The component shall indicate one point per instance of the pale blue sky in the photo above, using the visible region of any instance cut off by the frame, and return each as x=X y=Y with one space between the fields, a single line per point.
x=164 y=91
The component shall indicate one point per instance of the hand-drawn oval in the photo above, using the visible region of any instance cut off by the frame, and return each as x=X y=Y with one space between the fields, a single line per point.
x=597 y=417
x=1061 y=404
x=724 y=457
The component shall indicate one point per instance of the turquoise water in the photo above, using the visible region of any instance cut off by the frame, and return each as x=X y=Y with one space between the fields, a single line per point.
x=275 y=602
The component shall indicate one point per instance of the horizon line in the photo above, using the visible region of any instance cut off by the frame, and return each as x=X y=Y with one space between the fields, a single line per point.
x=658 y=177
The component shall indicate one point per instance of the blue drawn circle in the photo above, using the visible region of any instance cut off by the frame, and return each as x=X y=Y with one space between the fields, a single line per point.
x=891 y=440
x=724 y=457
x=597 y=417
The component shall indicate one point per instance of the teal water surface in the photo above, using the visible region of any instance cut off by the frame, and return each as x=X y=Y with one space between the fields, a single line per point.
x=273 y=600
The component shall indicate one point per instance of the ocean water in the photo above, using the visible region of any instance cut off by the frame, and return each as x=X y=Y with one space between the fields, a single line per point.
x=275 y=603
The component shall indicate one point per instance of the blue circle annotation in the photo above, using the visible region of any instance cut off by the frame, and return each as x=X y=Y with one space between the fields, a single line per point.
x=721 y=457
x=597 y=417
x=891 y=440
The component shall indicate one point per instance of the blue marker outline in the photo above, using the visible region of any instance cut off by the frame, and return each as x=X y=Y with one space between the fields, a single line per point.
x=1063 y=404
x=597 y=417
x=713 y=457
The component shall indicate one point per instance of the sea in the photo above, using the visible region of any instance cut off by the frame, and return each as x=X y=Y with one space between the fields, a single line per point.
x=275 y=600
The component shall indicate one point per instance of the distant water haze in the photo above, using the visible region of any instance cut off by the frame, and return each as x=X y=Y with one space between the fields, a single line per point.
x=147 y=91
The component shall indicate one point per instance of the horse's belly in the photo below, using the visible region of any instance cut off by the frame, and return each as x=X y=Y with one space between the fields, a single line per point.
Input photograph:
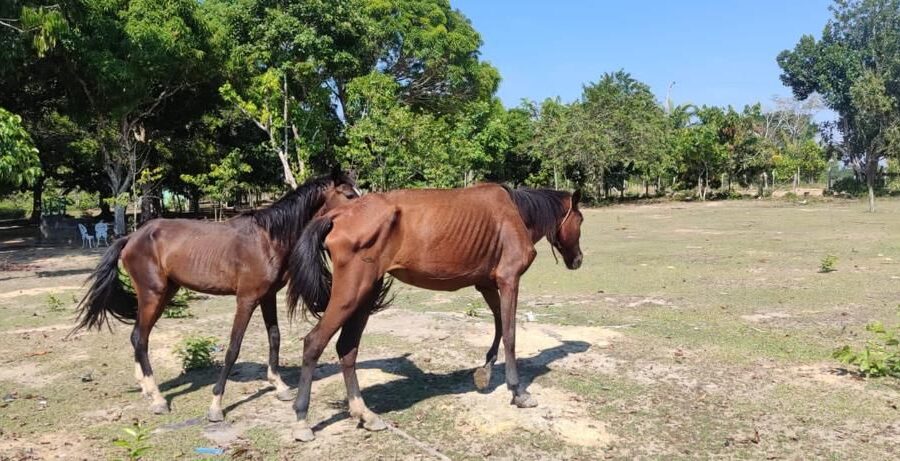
x=440 y=282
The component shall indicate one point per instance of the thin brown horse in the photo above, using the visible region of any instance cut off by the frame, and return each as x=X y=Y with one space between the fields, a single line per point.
x=244 y=256
x=481 y=236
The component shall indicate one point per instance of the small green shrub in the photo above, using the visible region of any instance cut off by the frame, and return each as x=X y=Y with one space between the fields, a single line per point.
x=178 y=306
x=196 y=352
x=829 y=264
x=880 y=356
x=54 y=303
x=135 y=443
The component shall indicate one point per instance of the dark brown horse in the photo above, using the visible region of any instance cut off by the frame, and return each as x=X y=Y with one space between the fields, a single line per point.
x=243 y=256
x=435 y=239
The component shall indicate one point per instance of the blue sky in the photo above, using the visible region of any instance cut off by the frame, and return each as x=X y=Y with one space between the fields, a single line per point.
x=718 y=52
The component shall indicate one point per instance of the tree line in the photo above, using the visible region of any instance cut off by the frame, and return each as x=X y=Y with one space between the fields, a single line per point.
x=228 y=98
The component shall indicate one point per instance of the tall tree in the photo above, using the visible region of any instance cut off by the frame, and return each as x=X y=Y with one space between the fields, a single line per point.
x=855 y=66
x=19 y=162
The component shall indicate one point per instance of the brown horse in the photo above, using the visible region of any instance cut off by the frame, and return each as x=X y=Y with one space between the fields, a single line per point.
x=243 y=256
x=435 y=239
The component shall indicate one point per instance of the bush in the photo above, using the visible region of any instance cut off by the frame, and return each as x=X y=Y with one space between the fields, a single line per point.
x=178 y=306
x=849 y=185
x=196 y=352
x=54 y=303
x=829 y=264
x=135 y=441
x=879 y=357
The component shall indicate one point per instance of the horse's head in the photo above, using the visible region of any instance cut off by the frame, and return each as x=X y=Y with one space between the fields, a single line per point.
x=340 y=189
x=568 y=234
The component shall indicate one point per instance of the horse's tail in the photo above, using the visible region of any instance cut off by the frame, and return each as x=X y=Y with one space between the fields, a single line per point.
x=107 y=294
x=310 y=277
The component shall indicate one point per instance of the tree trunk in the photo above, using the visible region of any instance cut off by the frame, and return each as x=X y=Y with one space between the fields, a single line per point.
x=149 y=203
x=105 y=212
x=871 y=170
x=120 y=224
x=37 y=202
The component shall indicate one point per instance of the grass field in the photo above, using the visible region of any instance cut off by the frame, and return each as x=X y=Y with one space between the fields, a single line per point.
x=691 y=331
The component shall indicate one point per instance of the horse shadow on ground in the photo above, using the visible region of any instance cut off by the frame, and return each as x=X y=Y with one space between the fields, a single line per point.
x=413 y=385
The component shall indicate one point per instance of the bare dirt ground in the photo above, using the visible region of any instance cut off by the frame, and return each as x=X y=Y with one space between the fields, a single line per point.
x=691 y=331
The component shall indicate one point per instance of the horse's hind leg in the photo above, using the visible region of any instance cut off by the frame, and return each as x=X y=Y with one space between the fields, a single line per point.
x=347 y=348
x=245 y=307
x=151 y=302
x=270 y=317
x=483 y=374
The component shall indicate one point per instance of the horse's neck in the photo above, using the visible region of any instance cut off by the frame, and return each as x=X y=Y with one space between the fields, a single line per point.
x=536 y=233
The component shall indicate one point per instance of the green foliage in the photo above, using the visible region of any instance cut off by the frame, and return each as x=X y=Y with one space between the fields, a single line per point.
x=54 y=303
x=829 y=264
x=223 y=179
x=135 y=442
x=196 y=352
x=853 y=66
x=880 y=356
x=179 y=305
x=19 y=162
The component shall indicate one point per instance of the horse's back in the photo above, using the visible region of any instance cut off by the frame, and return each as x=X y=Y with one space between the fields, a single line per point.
x=440 y=238
x=203 y=256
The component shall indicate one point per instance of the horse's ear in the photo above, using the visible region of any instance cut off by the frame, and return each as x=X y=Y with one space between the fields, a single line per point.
x=576 y=197
x=337 y=176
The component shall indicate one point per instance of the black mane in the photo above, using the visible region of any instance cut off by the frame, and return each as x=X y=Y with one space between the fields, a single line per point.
x=286 y=218
x=541 y=209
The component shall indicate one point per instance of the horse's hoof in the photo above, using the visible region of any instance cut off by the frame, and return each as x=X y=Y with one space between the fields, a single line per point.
x=302 y=433
x=215 y=416
x=374 y=424
x=159 y=408
x=482 y=378
x=524 y=400
x=285 y=395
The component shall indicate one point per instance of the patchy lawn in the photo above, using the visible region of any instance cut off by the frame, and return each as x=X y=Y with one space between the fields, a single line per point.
x=691 y=330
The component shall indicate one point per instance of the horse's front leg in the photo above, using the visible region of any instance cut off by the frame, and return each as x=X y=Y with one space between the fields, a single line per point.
x=245 y=307
x=347 y=349
x=151 y=304
x=509 y=292
x=483 y=374
x=270 y=317
x=350 y=290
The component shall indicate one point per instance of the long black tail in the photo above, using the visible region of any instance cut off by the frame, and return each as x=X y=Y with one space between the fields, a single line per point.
x=107 y=295
x=310 y=277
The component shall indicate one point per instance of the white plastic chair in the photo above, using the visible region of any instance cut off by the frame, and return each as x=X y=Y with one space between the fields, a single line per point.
x=101 y=233
x=85 y=237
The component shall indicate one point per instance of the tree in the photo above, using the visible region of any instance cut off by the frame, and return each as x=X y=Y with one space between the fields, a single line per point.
x=19 y=162
x=855 y=66
x=702 y=150
x=223 y=181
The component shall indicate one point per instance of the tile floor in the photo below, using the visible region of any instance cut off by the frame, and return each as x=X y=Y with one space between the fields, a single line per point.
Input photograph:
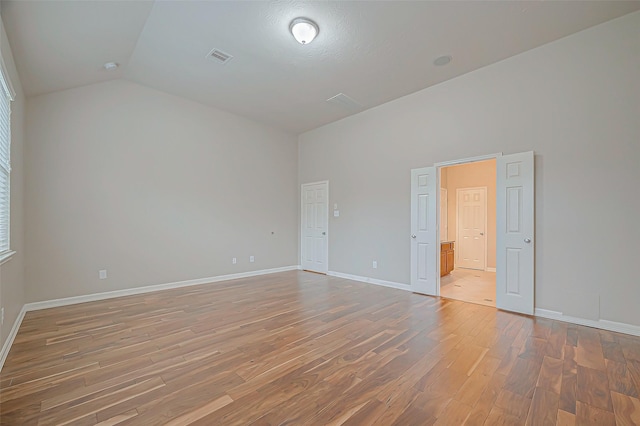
x=470 y=285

* * * *

● **Task prompt**
Render all of the records above as a two-column CSV with the header row instruction,points, using one row per record. Place each record's text and its answer in a single quoted field each, replace every line break with a space, and omit the pictures.

● **Written response**
instruction,points
"The component shall indicate one point per instance of the pale blue sky in the photo above, using the visible region of any instance cut off by the frame, and return each as x=X y=Y with one space between the fields, a single line per point.","x=164 y=91"
"The component shall indicate one point per instance of the hand-drawn oval in the photo above, using the visible region of any instance cut off by the frame, and return each as x=X y=Y with one space between the fields, a single line per point.","x=597 y=417 x=1061 y=404 x=724 y=457"
"The component shall indicate one point per instance of the turquoise water in the photo above, using the visible region of any instance cut off by the frame, and return each as x=X y=Y with one space between the fields, a single line per point.","x=275 y=602"
"The component shall indicate one point per instance of the horizon line in the photo above, using the visible region of any instance cut off by the frame, and return each as x=X y=Y with one space between the fields, a single line per point.","x=658 y=177"
"The component shall indicate one point per instance of the blue drawn circle in the photo above, using the visible region of any instance cut off by the frame, and return each as x=X y=Y with one space between the fields, a single line per point.","x=891 y=440 x=724 y=457 x=597 y=417"
"The component shall indicate one point per instance of the teal water surface in the photo above, using the visible region of any instance cut off by the frame, and return each as x=X y=Y with one space between the fields, a single line per point.","x=273 y=600"
"The component shall indicate one point per instance of the ocean water in the photo above, using the visible region of any instance cut off by the frame, and return each as x=X y=Y with one space between the fields, a single line per point.","x=275 y=603"
"The component shall indicate one point per instance of the blue circle annotation in the photo above, using the visible region of any instance cut off by the frame, and return each as x=X y=Y with one space between the fields, a single line per point.","x=721 y=457 x=597 y=417 x=891 y=440"
"The component shall indicate one point per instance of the blue marker outline in the photo above, using the visible region of any instance cut off by the frame, and return each as x=X y=Y with one space between the fields, a single line per point.","x=1063 y=404 x=597 y=417 x=713 y=457"
"The component shall indicate one point per instance of the sea in the photo above, using the visible region of any instance cut off by the frame, and return each as x=X y=Y with one space between the fields, a single line per point.","x=275 y=600"
"The component shall indicate one point per instance of the distant water haze in the photo above, using the visible region of any instance cut off by the frame, and return each as x=X y=Y with one space between the fields, a single line per point.","x=147 y=91"
"The component shall indicate one point per instance of the horse's belly in the photo below, using the visible region of any instance cut off by the frame, and return each as x=X y=Y with one space between the fields, a single line per point. Input photograph:","x=440 y=282"
"The component shall indicate one point per instance of the thin brown horse in the photo above, using the visible region of any instance cut off by the frame, and return each as x=X y=Y with one space between the fields, a single line per point.","x=244 y=256 x=481 y=236"
"The component shall indicate one point per instance of the small green shrub in the photo above, using the visible region of any instance cut off by the frame, and return each as x=X y=Y with one space between the fields, a single line per point.","x=178 y=306 x=196 y=352 x=829 y=264 x=880 y=356 x=54 y=303 x=135 y=443"
"The component shall indicate one point per instance of the dark brown horse in the photo above, using the visible region of any instance cut off by the frame, and return each as x=X y=Y with one space between the fields, a single line per point.","x=243 y=256 x=435 y=239"
"The component shall indicate one point per instance of the blue sky in the photo above, using the visible region of any instance cut off by the frame, and return each as x=X y=Y with one space between the fields, a single line per point.","x=718 y=52"
"The component shall indicate one point per instance of the tree line in the photo above, using the visible region of any instance cut off by the frame, and return each as x=X y=Y with one space between the fields, a single line per point.","x=228 y=98"
"The component shall indicate one point per instance of the tall tree in the photo above, using the visible region of any instance cut off by the frame, and return each as x=X y=Y with one space between the fields, a single line per point.","x=855 y=66 x=19 y=162"
"The component shall indicate one point per instance of the brown horse in the photo above, using the visible region of any instance cut off by the frame, and return each as x=X y=Y with one space between the fields, a single line per point.","x=243 y=256 x=435 y=239"
"The component shall indicate one point per instance of the bush in the photo above, using the visible region of any instance cut off by the frame, and return each as x=X y=Y with one space between the fields, a single line per point.","x=178 y=306 x=849 y=185 x=196 y=352 x=54 y=303 x=829 y=264 x=135 y=441 x=879 y=357"
"The component shall indicate one point per instance of the horse's head in the photo above, using the visible region of any instance cut off by the frame, and return each as x=X y=Y with one space between the fields, a single line per point.","x=340 y=189 x=568 y=234"
"The component shall indicate one point per instance of the horse's tail in the photo above, using the visible region of any instance cut off by the frame, and return each as x=X y=Y with one space between the fields, a single line per point.","x=107 y=294 x=310 y=277"
"The component shall indicate one point per instance of the tree trunk in the photo above, using the visible region of any instance cut off by the frame, and return each as x=X y=Y with one space between the fields, a single line per point.","x=149 y=203 x=105 y=212 x=871 y=170 x=120 y=224 x=37 y=202"
"The component shall indicate one point per instance of the grass field in the photo above, using the visible region of any instance cut off by the frame, and return each as x=X y=Y with one space between the fields, a single line per point.","x=691 y=331"
"The component shall indicate one point per instance of the horse shadow on ground in the photo above, using the visible region of any instance cut off by the frame, and return each as x=X y=Y with one space between the fields, a single line per point.","x=413 y=385"
"The component shall indicate one point per instance of the bare dirt ground in the photo above, using the visible region of any instance cut off by the frame, and return each as x=X y=Y with one space between the fields, a single line per point.","x=691 y=331"
"The component shall indicate one point per instance of the horse's hind leg in the photo above, using the visible region of any instance cut off by the frame, and return each as x=X y=Y with one space between the fields, a single line per point.","x=347 y=348 x=245 y=307 x=151 y=302 x=270 y=317 x=483 y=374"
"The component shall indicate one point per instance of the horse's neck in the photo above, using the visible region of any instance cut off by the frame, and return each as x=X y=Y with one space between the fields, a single line per point.","x=536 y=233"
"The component shall indicate one point per instance of the green foliage in the photo above, using the visible region of any instance cut off by the frame, and return each as x=X y=Y with one space between the fields, a single line per point.","x=54 y=303 x=829 y=264 x=223 y=179 x=135 y=442 x=196 y=352 x=853 y=66 x=880 y=356 x=179 y=305 x=19 y=162"
"The component shall indicate one point per instance of the horse's back in the photo above, using the visible region of any instance cut off by the frame, and return each as x=X y=Y with one space between the fields, a single line per point.","x=440 y=238 x=203 y=256"
"The component shall indicate one point per instance of the horse's ear in the photo above, using the visible region of any instance cut off by the frame, and return each as x=X y=Y with one space between the fields, a single line per point.","x=576 y=197 x=337 y=176"
"The component shall indicate one point per instance of the black mane in the photo above, using the visible region of any instance cut off by the frame, and return each as x=X y=Y with one space between the fields, a single line per point.","x=286 y=218 x=541 y=209"
"The component shall indicate one point per instance of the horse's hoof in the photo above, using the visible region of any instance cut off by the frame, and return each as x=X y=Y with one space between the fields, a single line per point.","x=302 y=433 x=215 y=416 x=374 y=424 x=159 y=408 x=482 y=378 x=524 y=400 x=285 y=395"
"The component shall indicate one point per instance of the patchy lawn in the photo above, using the visible region of any instance cut off by the frame, and return each as x=X y=Y with one space between the fields, a single line per point.","x=691 y=330"
"The component shall indicate one point per instance of the horse's front leg in the photo above, using the visible region of any instance cut off by the frame, and return each as x=X y=Y with one space between the fields, a single line per point.","x=245 y=307 x=347 y=349 x=151 y=304 x=509 y=292 x=483 y=374 x=270 y=317 x=350 y=290"
"The component shall indicate one point per instance of the long black tail in the photo above, using the visible region of any instance cut off by the frame, and return each as x=X y=Y with one space between the fields, a single line per point.","x=107 y=295 x=310 y=277"
"The component shall indicate one point per instance of the white plastic chair in the photo above, using the visible region of any instance cut off by the frame, and return each as x=X y=Y with one space between the fields, a single line per point.","x=101 y=233 x=85 y=237"
"The component shall indicate one point per instance of the tree in the photo above, using the visible region of any instance cut off by the frame, and return each as x=X y=Y with one space between the fields, a single line per point.","x=19 y=162 x=855 y=66 x=702 y=150 x=223 y=181"
"The component shall indicate one point per instance of the tile floor in the photo below, using the visible region of any instance cut off by the frame, and return each as x=X y=Y with one space between the fields, a single line per point. Input photograph:","x=470 y=285"